• What you need to do:
Count the lines below that contain the string "bowl", matching case exactly, and give only the number.

(Part of a data file)
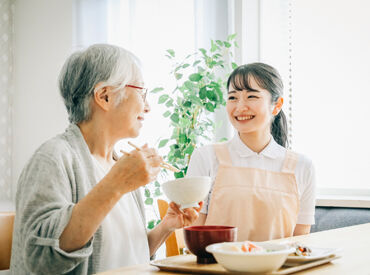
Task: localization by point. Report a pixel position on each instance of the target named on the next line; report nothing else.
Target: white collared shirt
(204, 163)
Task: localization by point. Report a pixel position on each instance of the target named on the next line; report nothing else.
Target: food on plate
(301, 250)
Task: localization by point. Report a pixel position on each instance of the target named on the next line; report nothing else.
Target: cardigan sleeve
(44, 207)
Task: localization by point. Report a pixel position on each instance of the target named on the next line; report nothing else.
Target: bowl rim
(194, 228)
(187, 178)
(212, 249)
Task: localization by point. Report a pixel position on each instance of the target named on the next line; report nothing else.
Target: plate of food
(304, 253)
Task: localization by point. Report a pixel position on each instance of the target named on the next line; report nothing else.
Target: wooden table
(353, 240)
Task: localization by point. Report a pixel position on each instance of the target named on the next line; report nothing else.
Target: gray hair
(101, 63)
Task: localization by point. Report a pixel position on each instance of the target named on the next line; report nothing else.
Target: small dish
(317, 253)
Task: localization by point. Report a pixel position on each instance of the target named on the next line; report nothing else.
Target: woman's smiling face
(249, 110)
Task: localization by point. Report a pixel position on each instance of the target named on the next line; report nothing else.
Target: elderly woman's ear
(103, 97)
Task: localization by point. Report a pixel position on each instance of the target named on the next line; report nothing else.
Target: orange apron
(262, 204)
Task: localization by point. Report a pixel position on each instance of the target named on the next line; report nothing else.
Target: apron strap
(222, 154)
(290, 162)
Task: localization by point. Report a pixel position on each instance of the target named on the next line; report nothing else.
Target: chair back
(175, 242)
(6, 238)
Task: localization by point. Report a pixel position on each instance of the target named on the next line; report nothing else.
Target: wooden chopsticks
(164, 165)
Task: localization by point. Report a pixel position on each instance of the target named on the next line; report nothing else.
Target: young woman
(259, 186)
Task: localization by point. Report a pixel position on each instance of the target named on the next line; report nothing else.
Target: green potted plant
(201, 82)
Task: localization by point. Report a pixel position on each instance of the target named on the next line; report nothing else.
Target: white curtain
(6, 80)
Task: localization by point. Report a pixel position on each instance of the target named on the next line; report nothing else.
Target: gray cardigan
(58, 175)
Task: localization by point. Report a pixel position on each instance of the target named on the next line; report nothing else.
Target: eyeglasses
(143, 90)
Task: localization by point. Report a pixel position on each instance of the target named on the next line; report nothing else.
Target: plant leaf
(203, 51)
(175, 117)
(203, 92)
(187, 104)
(169, 103)
(211, 95)
(163, 99)
(195, 77)
(227, 44)
(178, 175)
(210, 107)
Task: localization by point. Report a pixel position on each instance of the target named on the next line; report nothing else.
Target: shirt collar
(273, 149)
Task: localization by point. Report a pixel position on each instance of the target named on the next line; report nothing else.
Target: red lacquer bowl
(197, 238)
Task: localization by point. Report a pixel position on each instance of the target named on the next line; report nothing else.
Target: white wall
(43, 40)
(331, 83)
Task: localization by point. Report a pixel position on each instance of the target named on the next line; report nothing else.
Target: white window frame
(246, 23)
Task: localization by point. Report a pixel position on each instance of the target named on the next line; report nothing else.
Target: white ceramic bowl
(187, 192)
(254, 262)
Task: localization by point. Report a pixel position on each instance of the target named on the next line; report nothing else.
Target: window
(330, 68)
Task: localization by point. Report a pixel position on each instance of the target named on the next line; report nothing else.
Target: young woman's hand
(176, 218)
(135, 169)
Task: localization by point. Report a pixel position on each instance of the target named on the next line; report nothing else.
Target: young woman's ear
(278, 106)
(102, 97)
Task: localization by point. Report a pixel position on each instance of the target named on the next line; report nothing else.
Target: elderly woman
(78, 206)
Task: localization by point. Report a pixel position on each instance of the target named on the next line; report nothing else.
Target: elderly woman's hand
(176, 218)
(135, 169)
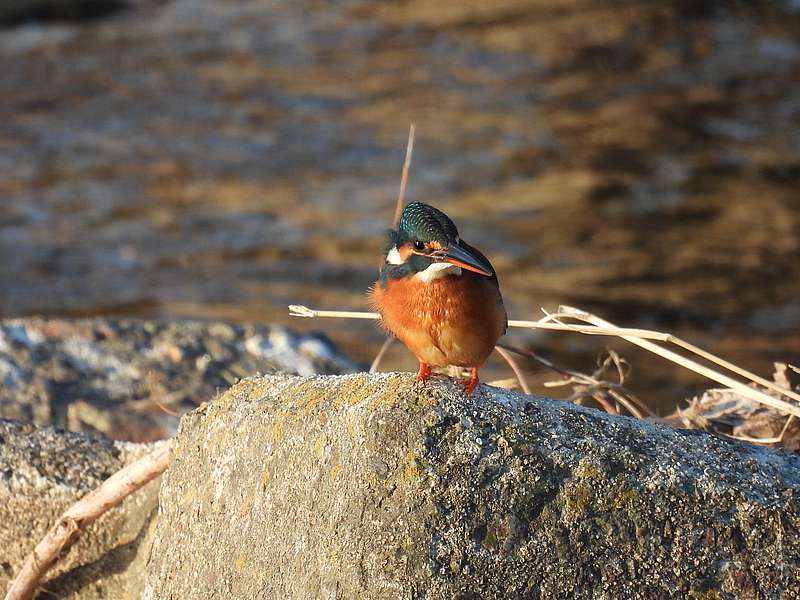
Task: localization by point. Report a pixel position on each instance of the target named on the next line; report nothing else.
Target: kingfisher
(438, 295)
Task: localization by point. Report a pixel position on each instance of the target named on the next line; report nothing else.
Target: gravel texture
(368, 486)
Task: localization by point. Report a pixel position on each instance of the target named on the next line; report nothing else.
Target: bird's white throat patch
(393, 258)
(437, 270)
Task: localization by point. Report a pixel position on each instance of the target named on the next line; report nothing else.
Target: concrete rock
(366, 486)
(44, 471)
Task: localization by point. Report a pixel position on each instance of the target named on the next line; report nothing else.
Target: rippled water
(225, 159)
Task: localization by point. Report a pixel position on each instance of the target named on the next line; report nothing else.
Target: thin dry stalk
(514, 367)
(745, 390)
(639, 337)
(401, 196)
(398, 211)
(82, 514)
(592, 386)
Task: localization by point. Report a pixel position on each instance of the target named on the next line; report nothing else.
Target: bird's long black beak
(457, 255)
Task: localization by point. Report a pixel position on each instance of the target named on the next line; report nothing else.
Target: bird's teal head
(426, 244)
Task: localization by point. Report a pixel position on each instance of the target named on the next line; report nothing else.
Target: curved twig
(82, 514)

• Output of the exercise:
3